#### [Desafio]
Ajuste a escala de tudo o que vai da linha com "Note: spot the toddler's hand" até o fim dos itens abaixo, com as duas pontas incluídas. Repita essas linhas com os pedidos, multiplicando por 2,15 as coordenadas das respostas e arredondando para números inteiros, com metades para cima.
+ + + + +
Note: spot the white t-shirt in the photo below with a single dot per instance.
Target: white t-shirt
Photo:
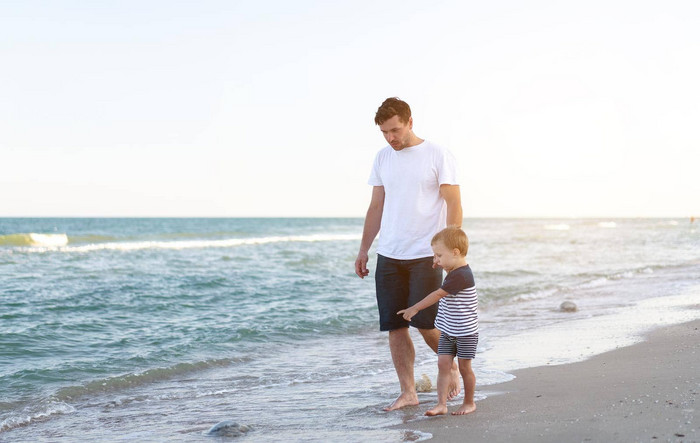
(414, 211)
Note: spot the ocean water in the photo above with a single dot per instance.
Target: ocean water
(158, 329)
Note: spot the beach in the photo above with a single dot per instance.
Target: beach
(159, 329)
(648, 391)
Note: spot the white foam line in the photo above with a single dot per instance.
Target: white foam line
(193, 244)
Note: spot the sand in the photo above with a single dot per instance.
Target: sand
(645, 392)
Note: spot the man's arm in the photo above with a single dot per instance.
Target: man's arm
(373, 221)
(453, 199)
(429, 300)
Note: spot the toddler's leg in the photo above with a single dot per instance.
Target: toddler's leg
(465, 368)
(444, 378)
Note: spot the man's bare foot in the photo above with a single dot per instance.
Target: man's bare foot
(465, 409)
(402, 401)
(455, 386)
(437, 410)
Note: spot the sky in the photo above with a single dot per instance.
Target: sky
(266, 108)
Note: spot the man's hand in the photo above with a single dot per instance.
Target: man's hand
(408, 313)
(361, 265)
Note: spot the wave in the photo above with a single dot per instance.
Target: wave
(34, 239)
(188, 244)
(33, 413)
(132, 380)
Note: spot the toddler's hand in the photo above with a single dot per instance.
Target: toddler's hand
(407, 313)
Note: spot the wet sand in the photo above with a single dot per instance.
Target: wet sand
(645, 392)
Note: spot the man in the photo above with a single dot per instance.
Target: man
(415, 194)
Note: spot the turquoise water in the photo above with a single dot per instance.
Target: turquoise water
+ + + + +
#### [Resultado da tarefa]
Note: spot the toddler's hand in the photo above with a single dot per instance.
Target: toddler's hand
(875, 673)
Note: spot the wet sand in the photo above with a single dot per instance.
Target: wet sand
(1387, 843)
Note: spot the man in the photo above with a single dot per instance.
Target: man
(892, 417)
Note: spot the turquoise water in the photo above with a single dot per instance.
Target: turquoise water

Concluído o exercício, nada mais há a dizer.